Your task |
Copy each line of the data below in which the word "lamp" can be found.

═══

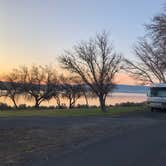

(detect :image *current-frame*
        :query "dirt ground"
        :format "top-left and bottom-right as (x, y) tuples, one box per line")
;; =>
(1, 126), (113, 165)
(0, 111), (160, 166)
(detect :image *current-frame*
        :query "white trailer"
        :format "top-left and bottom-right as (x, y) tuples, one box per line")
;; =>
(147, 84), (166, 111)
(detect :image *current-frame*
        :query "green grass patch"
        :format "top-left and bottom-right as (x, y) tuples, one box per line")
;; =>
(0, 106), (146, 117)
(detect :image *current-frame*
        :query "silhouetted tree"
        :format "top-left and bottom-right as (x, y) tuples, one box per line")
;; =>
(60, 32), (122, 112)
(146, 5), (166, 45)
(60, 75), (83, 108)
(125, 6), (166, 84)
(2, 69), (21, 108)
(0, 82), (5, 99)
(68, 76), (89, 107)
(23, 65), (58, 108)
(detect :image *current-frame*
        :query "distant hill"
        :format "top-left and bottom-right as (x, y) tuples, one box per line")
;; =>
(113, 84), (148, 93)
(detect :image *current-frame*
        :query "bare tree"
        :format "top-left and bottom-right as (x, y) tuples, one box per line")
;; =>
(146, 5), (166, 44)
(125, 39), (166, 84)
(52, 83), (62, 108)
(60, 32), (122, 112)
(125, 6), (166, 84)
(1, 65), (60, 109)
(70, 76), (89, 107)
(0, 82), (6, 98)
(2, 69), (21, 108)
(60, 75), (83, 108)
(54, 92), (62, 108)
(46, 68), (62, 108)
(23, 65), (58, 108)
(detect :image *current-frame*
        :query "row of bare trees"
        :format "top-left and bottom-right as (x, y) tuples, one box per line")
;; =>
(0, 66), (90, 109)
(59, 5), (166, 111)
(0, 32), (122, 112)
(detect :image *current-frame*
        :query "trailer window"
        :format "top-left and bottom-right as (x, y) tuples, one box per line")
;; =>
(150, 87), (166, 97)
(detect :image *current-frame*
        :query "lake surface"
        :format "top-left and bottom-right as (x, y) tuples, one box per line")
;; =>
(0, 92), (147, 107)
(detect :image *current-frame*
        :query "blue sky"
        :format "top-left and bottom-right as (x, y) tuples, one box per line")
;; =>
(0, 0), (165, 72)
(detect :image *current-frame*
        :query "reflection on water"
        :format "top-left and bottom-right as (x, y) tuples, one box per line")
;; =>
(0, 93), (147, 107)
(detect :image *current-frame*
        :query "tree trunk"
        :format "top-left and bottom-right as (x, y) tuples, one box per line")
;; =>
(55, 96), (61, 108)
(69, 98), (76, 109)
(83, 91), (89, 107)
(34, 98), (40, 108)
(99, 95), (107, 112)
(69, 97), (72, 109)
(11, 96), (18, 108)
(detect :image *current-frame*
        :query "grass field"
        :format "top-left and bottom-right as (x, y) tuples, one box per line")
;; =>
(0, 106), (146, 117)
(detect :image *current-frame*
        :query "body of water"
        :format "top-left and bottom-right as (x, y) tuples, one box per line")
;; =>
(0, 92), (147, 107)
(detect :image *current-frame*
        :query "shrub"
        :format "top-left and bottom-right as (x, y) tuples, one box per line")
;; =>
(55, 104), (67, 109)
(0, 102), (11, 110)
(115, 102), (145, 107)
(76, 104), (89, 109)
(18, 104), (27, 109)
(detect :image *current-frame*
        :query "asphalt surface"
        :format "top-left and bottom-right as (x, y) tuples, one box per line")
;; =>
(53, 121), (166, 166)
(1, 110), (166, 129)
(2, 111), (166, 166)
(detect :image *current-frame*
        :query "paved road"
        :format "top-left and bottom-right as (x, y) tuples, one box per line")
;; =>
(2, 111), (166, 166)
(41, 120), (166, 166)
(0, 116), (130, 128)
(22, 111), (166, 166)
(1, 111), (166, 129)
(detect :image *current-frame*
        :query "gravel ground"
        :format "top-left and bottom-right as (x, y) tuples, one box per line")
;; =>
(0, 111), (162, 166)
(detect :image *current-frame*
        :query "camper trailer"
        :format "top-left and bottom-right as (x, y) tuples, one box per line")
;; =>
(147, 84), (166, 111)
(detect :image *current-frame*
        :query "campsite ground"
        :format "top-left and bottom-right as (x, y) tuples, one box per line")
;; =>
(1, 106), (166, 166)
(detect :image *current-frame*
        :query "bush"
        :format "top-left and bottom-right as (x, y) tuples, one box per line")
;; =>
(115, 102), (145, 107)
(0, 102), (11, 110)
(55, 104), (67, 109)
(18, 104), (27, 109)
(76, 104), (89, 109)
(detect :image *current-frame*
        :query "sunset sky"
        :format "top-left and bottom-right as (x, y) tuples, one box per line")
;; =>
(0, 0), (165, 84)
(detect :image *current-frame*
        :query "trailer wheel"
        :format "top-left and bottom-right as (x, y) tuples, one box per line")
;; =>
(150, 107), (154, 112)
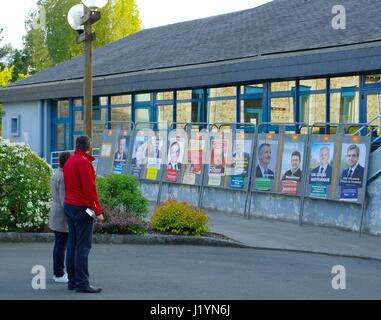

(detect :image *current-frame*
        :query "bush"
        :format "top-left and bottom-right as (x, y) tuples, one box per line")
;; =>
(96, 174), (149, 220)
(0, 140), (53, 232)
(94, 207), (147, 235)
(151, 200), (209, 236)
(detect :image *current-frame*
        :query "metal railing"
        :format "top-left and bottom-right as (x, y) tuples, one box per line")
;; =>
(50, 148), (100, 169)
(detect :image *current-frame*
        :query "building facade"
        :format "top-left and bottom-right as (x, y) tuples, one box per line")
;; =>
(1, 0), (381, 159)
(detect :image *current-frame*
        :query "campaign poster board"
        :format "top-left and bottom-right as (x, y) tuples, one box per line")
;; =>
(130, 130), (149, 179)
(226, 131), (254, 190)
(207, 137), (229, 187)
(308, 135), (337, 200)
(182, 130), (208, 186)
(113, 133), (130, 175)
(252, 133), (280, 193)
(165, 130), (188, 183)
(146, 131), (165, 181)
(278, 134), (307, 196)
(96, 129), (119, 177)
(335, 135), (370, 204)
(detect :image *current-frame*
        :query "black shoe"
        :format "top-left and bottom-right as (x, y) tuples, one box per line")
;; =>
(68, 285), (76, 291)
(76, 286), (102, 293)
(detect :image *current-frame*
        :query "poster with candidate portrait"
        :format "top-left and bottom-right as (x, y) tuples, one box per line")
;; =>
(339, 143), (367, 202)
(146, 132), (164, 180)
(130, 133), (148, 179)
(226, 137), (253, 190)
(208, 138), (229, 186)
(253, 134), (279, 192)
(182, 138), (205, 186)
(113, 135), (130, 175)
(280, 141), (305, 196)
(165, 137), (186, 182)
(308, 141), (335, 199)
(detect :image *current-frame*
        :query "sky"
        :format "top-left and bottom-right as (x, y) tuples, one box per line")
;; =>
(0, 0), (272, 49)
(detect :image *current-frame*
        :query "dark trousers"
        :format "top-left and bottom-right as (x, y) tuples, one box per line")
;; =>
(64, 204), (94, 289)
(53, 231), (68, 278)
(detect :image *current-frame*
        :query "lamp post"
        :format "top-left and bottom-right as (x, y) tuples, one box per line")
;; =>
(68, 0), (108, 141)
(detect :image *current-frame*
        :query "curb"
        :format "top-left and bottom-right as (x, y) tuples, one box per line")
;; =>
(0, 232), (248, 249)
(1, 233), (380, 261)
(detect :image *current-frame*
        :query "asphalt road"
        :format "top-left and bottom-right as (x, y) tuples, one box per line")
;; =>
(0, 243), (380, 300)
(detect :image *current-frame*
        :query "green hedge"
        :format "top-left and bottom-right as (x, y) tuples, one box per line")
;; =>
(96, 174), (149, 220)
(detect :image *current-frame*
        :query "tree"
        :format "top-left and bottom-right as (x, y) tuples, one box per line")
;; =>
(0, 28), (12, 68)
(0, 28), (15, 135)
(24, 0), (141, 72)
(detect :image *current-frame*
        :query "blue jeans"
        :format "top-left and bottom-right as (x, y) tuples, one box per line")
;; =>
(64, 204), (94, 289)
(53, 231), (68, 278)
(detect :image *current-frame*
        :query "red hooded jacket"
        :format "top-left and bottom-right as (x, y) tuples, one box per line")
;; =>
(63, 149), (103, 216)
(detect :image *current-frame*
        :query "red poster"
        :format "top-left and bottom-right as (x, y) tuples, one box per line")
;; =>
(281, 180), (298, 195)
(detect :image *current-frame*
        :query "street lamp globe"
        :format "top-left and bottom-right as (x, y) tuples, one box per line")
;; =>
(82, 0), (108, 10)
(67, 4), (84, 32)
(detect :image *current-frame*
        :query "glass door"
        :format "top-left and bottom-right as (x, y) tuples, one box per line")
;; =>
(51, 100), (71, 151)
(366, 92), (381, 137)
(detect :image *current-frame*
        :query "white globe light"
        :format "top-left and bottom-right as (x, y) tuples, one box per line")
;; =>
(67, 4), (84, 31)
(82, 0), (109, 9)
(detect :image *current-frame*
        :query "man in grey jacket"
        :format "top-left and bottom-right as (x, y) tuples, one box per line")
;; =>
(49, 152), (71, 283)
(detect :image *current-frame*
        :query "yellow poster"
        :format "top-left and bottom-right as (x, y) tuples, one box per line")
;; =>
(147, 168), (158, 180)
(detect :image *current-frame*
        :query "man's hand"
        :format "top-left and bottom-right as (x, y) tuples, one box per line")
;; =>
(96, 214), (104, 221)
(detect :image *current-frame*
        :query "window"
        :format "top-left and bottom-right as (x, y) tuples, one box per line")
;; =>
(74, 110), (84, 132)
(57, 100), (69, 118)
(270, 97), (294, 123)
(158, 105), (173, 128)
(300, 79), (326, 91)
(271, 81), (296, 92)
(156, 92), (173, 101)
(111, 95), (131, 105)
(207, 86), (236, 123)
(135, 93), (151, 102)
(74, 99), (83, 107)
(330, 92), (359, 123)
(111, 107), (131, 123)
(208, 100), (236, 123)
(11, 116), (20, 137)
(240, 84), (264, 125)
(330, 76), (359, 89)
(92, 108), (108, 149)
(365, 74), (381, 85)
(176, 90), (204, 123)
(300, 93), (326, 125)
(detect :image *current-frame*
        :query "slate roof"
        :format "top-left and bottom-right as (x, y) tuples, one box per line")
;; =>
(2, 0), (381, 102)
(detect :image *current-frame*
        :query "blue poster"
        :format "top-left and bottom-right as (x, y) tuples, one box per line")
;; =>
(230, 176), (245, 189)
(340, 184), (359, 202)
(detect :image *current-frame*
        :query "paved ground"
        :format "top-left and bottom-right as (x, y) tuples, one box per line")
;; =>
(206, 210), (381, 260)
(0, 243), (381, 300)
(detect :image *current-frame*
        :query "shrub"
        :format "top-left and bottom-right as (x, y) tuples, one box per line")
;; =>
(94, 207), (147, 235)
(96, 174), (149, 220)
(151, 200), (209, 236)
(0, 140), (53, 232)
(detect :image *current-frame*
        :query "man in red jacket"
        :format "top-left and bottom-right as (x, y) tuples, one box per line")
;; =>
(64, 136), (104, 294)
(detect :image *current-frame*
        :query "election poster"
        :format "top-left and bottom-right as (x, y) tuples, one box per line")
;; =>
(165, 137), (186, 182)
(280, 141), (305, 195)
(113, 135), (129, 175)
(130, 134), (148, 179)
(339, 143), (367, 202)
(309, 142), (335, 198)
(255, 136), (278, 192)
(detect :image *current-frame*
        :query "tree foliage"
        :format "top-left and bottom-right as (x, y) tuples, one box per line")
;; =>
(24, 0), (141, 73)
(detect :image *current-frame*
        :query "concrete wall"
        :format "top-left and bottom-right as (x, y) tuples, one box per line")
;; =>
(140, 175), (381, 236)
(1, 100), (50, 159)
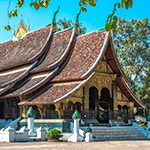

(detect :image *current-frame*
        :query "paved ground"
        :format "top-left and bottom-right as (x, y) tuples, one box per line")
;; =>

═══

Written response |
        :query "lamp post"
        :query "street lamp globe"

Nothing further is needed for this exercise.